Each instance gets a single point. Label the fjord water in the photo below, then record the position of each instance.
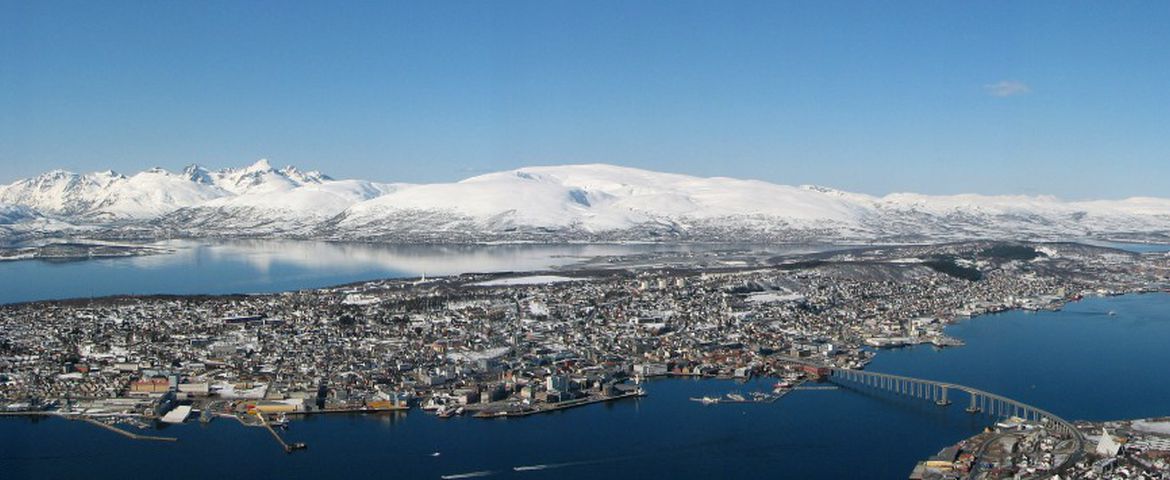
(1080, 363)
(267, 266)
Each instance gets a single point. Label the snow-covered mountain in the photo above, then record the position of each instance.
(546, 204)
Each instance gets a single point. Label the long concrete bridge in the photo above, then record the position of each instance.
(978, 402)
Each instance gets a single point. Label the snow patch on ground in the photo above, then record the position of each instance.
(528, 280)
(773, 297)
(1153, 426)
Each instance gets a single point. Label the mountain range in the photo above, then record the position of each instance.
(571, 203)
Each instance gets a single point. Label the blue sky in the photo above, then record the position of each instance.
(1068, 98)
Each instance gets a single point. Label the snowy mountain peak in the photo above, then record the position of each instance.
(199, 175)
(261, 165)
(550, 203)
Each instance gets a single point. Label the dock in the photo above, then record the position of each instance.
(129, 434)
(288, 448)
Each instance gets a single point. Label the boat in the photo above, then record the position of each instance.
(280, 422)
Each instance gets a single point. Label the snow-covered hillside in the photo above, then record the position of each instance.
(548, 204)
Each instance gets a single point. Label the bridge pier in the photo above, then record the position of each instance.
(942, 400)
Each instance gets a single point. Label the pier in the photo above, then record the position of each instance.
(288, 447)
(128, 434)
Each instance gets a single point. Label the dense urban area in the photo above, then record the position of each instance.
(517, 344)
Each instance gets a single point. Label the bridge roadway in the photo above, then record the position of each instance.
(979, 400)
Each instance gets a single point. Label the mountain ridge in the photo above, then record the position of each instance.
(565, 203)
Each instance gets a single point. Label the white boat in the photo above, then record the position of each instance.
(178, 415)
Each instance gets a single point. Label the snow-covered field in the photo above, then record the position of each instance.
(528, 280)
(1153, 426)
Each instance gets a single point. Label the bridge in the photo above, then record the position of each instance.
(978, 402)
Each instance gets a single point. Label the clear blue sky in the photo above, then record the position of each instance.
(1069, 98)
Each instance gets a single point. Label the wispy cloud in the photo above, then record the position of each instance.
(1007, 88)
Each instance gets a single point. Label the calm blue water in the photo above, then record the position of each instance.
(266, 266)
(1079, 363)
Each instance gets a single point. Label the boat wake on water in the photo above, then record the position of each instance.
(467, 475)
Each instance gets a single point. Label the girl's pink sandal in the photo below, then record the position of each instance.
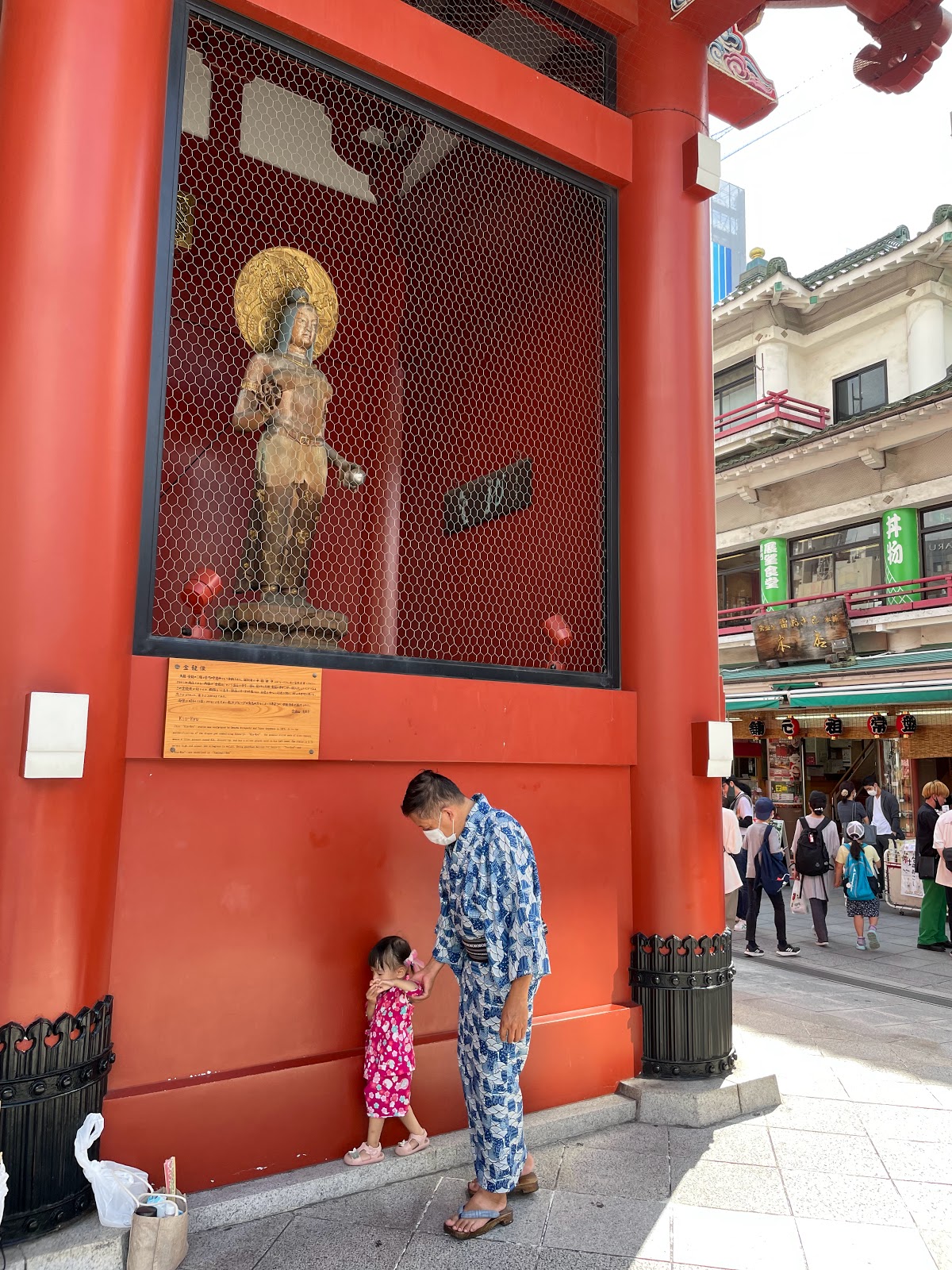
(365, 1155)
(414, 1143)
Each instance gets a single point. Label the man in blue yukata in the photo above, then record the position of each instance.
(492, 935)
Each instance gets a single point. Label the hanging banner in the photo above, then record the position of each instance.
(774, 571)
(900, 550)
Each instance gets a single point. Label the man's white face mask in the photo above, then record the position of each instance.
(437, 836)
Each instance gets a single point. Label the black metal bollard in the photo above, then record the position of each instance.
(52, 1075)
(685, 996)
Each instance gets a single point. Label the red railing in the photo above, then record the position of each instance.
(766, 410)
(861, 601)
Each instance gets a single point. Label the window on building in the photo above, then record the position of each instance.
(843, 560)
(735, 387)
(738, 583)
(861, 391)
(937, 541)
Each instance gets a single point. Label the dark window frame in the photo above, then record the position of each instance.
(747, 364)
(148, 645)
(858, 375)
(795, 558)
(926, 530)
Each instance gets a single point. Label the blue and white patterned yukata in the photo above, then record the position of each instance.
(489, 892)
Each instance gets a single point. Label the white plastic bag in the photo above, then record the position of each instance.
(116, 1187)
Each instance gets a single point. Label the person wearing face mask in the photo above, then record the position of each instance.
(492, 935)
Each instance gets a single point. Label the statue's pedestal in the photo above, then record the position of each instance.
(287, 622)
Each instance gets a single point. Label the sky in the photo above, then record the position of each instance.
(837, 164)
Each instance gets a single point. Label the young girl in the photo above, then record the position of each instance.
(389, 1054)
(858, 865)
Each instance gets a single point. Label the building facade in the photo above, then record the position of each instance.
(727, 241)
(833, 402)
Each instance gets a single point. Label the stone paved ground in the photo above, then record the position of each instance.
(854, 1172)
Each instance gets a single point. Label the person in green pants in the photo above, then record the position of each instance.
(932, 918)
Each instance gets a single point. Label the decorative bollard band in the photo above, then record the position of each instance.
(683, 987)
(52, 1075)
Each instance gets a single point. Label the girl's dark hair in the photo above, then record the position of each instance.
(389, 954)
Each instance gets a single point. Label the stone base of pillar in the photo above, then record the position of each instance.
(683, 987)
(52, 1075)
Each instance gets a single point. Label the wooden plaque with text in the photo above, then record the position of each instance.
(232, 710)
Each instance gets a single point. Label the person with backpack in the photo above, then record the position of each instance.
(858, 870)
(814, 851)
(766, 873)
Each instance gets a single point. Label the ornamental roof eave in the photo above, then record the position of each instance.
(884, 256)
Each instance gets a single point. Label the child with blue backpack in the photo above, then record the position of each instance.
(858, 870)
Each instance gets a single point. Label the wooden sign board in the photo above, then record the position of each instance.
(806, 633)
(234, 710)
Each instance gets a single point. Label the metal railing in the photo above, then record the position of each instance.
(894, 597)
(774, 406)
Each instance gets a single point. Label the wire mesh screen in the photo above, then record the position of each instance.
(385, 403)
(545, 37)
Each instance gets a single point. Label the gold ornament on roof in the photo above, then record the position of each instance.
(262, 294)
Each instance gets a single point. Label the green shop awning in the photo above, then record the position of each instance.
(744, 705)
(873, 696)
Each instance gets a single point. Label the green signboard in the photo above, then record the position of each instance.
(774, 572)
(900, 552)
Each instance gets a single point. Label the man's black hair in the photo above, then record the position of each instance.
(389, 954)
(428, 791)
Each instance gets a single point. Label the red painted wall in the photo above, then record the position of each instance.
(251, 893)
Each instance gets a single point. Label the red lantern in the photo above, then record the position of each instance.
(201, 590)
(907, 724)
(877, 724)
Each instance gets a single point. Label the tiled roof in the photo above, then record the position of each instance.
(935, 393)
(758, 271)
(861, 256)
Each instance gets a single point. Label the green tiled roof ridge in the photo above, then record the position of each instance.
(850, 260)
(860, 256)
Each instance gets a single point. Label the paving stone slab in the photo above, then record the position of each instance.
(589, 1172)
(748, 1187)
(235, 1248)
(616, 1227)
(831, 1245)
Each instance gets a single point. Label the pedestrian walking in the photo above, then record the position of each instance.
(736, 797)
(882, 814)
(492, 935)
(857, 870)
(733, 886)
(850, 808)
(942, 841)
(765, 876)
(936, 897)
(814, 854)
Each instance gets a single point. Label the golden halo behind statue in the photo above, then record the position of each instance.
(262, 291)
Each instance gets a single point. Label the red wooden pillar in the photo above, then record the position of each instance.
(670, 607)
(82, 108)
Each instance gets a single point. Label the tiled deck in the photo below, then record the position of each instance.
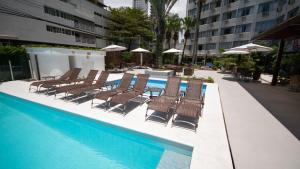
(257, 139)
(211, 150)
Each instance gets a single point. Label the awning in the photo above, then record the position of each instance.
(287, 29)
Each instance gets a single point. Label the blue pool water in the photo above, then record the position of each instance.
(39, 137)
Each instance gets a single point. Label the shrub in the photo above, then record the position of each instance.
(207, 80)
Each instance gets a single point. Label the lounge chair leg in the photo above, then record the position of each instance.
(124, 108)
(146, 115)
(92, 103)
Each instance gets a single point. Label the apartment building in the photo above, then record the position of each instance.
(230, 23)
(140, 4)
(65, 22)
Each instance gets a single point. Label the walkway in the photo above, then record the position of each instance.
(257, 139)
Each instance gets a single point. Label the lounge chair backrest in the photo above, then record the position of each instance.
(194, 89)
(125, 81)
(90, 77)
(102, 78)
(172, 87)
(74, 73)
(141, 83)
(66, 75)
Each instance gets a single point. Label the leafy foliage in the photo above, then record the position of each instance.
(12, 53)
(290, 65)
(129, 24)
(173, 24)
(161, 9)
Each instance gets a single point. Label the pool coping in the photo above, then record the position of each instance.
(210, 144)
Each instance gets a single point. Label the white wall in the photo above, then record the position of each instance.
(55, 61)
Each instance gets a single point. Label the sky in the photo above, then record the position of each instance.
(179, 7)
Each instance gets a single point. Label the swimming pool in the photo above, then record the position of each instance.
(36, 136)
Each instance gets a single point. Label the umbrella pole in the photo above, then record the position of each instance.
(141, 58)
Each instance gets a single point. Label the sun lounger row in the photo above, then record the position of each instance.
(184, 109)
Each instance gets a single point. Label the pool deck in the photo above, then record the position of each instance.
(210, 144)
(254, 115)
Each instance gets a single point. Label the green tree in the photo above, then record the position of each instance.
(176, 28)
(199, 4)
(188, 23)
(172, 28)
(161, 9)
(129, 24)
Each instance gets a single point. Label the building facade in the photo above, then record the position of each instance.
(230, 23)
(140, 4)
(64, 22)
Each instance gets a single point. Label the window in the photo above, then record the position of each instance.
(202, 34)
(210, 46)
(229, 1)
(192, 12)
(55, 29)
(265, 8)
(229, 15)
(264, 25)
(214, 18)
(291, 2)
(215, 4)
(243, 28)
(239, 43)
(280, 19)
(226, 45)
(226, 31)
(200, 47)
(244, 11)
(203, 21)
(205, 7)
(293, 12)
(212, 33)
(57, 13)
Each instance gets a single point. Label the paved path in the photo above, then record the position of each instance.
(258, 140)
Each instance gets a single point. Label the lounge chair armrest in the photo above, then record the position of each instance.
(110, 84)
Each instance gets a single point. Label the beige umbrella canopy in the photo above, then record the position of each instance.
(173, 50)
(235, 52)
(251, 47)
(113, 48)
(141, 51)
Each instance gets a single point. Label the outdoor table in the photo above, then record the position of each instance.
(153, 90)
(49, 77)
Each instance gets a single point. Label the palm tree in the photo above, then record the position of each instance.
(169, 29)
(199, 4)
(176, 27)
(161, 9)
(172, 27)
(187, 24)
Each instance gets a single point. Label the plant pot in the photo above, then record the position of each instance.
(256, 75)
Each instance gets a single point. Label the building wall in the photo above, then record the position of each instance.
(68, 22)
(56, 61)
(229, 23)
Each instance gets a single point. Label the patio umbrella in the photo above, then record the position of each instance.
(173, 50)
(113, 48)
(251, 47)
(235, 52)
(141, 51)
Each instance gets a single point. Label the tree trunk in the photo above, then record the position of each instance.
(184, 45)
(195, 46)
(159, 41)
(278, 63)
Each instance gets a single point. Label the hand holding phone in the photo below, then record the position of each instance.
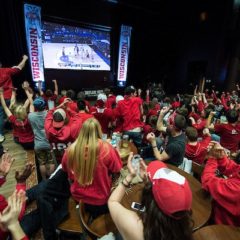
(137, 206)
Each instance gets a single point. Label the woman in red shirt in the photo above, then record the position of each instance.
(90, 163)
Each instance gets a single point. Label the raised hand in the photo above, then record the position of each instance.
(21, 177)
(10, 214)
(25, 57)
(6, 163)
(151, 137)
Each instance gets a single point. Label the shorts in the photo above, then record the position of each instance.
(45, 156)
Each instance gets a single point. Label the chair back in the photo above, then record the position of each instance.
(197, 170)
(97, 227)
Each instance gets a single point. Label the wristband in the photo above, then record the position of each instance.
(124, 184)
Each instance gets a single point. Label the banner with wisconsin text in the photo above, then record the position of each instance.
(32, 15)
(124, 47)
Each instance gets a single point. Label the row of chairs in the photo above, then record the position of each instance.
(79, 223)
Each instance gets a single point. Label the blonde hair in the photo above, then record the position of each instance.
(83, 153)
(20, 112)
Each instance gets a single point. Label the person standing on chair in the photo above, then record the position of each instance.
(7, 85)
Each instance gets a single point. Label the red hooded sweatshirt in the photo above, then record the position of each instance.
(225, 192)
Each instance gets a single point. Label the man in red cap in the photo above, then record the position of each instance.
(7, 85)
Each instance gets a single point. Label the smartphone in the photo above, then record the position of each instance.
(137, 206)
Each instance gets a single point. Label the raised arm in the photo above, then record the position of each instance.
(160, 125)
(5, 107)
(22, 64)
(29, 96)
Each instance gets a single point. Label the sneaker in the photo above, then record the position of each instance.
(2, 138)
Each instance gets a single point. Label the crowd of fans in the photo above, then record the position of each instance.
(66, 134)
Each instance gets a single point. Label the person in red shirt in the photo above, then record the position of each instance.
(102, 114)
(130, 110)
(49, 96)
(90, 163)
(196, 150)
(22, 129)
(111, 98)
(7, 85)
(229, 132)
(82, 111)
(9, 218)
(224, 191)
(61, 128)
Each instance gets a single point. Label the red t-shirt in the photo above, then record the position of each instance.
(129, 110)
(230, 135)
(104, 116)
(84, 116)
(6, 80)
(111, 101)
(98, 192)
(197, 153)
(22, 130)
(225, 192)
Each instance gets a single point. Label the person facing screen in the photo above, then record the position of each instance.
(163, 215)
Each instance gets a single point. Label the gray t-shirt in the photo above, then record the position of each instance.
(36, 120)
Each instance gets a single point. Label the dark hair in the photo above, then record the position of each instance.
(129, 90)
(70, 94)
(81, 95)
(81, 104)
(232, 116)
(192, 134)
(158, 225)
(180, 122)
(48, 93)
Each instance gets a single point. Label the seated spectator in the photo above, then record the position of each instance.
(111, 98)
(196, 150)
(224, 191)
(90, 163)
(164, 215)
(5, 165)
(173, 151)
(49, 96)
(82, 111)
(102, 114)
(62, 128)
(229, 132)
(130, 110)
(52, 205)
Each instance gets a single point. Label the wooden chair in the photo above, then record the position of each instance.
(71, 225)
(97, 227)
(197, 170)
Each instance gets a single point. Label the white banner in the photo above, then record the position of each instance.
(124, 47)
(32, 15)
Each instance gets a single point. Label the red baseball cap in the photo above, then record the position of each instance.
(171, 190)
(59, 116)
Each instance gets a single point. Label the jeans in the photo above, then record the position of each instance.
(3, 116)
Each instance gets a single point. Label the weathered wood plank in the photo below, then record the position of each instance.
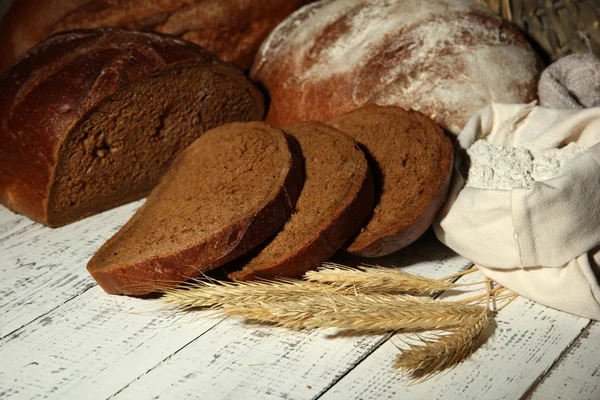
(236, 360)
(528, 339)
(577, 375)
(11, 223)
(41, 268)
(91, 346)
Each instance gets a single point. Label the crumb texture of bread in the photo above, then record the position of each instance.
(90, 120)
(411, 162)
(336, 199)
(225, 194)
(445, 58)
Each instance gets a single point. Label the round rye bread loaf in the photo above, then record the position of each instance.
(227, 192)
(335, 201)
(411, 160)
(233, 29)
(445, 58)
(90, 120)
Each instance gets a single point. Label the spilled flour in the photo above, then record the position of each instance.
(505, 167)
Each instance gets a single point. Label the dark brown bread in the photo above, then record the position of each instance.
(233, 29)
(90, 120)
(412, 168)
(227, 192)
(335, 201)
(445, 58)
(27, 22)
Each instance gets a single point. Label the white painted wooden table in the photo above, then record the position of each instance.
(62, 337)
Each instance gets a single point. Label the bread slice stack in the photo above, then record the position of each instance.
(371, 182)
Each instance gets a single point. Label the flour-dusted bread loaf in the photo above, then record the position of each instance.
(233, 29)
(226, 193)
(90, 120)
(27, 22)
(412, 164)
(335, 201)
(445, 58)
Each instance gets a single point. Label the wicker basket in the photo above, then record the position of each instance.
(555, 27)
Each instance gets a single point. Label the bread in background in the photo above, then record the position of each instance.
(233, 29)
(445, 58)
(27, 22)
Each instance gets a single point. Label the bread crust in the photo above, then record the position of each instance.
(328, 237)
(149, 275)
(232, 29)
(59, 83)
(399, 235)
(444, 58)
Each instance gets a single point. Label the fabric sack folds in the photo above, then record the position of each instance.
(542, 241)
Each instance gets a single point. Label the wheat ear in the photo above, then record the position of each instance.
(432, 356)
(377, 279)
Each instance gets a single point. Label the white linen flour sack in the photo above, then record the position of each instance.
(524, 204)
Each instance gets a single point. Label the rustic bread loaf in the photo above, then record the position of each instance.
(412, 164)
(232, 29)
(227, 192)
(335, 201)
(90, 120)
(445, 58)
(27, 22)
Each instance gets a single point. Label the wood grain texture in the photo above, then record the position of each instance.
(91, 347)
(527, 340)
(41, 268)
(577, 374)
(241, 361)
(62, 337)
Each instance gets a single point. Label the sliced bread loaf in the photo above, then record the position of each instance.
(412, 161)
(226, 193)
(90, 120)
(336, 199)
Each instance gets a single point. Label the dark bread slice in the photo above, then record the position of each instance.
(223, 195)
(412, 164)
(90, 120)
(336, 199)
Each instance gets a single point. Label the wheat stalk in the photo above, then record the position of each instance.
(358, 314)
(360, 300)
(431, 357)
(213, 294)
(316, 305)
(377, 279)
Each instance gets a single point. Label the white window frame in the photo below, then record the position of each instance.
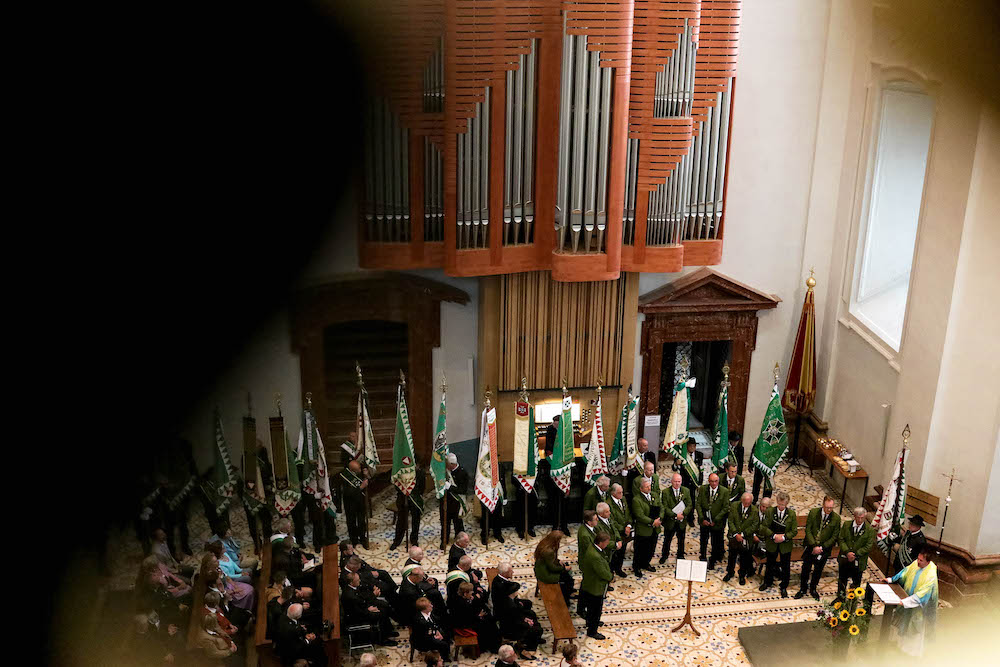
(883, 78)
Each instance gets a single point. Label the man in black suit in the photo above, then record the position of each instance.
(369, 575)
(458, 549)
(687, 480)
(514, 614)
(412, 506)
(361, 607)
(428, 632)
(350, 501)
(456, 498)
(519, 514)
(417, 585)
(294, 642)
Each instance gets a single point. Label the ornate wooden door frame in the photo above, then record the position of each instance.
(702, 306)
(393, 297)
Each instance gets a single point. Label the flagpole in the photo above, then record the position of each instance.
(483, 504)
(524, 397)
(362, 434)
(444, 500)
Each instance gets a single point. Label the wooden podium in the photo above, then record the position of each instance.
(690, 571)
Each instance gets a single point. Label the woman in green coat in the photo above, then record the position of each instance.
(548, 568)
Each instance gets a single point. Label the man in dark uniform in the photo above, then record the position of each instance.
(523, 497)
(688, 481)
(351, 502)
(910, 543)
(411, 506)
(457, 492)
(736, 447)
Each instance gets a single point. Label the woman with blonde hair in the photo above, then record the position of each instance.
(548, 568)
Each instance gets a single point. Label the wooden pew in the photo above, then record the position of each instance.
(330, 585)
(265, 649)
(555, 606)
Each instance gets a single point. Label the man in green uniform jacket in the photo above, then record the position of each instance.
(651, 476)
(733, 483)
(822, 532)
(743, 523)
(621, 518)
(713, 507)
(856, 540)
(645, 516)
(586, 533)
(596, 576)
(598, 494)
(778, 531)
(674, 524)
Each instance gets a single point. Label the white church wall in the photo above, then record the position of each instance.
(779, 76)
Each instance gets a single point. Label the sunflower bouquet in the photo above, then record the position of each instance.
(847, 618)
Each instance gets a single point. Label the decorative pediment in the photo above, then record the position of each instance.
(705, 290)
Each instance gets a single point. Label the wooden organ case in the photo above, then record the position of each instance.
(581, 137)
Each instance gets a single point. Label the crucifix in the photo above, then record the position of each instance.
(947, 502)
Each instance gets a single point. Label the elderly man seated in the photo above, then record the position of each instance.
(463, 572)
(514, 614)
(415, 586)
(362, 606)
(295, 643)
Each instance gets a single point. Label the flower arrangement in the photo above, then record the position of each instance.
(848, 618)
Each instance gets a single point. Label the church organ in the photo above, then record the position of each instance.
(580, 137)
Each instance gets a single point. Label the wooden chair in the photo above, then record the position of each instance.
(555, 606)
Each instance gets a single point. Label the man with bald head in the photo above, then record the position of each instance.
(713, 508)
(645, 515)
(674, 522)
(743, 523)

SET PROBLEM. Copy the material word for word, from the line that contains "Each instance gets a single point. Label the wooden organ" through the end of the material, including both ends.

CORRECT ANSWER.
Each instance gets a single point. Label the wooden organ case in the photo above, then record the position of each instance.
(581, 137)
Each instance gets a single point. Label the crucifix in the photo above, then record the position of each instance.
(947, 502)
Each instance gets a single point. Label the elderly man seated in the photo above, then record the position of each instance.
(463, 572)
(514, 614)
(415, 586)
(362, 606)
(295, 643)
Each instance gets a single point. Label the flower arrangement in the photo above, then record the position of each instance.
(848, 618)
Each instance gets a single point. Label the church organ in the photo above, then record the position of each instance.
(580, 137)
Each instance gets a single point. Label the wooden chair in the photo above, then record the position of each instance.
(555, 606)
Each instance gets a single point. Label the man with bald head in the photo above, then record the position of each instance.
(713, 508)
(645, 515)
(674, 522)
(743, 523)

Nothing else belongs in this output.